> GIVEN TASK
Restate the material word for word and leave out anything that is a picture.

** Start of RECORDS PROVIDED **

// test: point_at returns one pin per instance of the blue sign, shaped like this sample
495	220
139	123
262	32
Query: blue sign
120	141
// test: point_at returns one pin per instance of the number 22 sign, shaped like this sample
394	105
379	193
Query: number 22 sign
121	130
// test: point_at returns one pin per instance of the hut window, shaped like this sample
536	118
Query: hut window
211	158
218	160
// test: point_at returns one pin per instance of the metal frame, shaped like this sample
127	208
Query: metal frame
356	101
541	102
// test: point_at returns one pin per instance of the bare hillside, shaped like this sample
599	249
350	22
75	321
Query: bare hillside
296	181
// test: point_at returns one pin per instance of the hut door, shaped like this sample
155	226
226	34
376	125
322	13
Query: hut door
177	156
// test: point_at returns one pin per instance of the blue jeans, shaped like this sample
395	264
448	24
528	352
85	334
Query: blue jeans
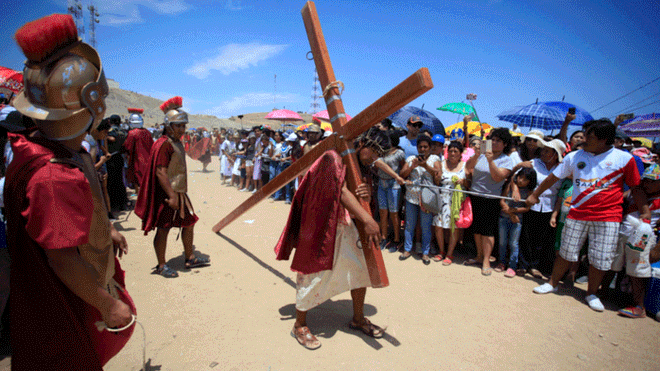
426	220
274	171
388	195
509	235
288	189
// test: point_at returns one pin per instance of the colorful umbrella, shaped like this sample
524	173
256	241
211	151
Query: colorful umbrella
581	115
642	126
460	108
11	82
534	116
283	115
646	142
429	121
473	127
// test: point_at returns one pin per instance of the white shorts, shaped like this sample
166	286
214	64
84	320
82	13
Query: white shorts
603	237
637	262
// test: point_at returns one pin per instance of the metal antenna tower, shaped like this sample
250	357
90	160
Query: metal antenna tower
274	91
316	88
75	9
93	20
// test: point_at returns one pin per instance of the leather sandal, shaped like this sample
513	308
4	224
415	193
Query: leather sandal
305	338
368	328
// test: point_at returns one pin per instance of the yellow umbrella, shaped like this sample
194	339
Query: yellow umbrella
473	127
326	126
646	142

** End of RECORDS PROVIDED **

> PROBLEM SOLUTION
// test: point_at returns one pin per instance of the blue sign, shaped like this sample
495	220
139	123
262	32
Query: blue sign
120	141
// test: point_at returns one pin per instance of the number 22 sign, shaped like this sample
394	105
379	193
Query: number 22 sign
121	130
// test: point_at returns one pin per instance of the hut window, shaped like this sample
536	118
Query: hut window
211	158
218	160
// test: point_at returns one pin per instance of the metal frame, shaped like this sample
127	208
Query: metal frame
356	101
541	102
// test: point_at returns one pin per instance of the bare hillside, shaped like this sample
599	249
350	22
75	321
Query: bare hillside
296	181
// test: point_at returns one pin per instance of the hut door, shaped like this sample
155	226
226	34
376	125
322	13
Query: hut door
177	156
// test: point_at returns one pin per instance of the blue jeans, shaped like this sample
395	264
448	24
528	352
85	334
Query: blue jeans
426	220
274	171
388	195
509	235
288	189
// test: point_at returns one pin per instance of the colorful umbrella, shaped like this sample
524	173
256	241
211	151
Query: colorful umbrella
581	115
642	126
460	108
11	82
534	116
283	115
646	142
429	121
473	127
// test: point_at returns one pin per instance of the white shorts, shaped like this sample
166	286
214	64
84	320
82	13
Query: white shorts
603	237
637	262
// test: point_at returns one pin per instance of the metal antenna tower, shaped like this sample
250	357
90	160
Query: metal antenna tower
274	91
316	88
75	9
93	20
// test: point_at returns one pin per instance of the leather sandal, shaped like this sample
513	308
4	224
415	193
Query: leather sandal
305	338
368	328
// test: point_at returns one pin per instance of the yellow umbrella, shaped like this sample
194	339
Query: yellow umbrella
473	127
326	126
646	142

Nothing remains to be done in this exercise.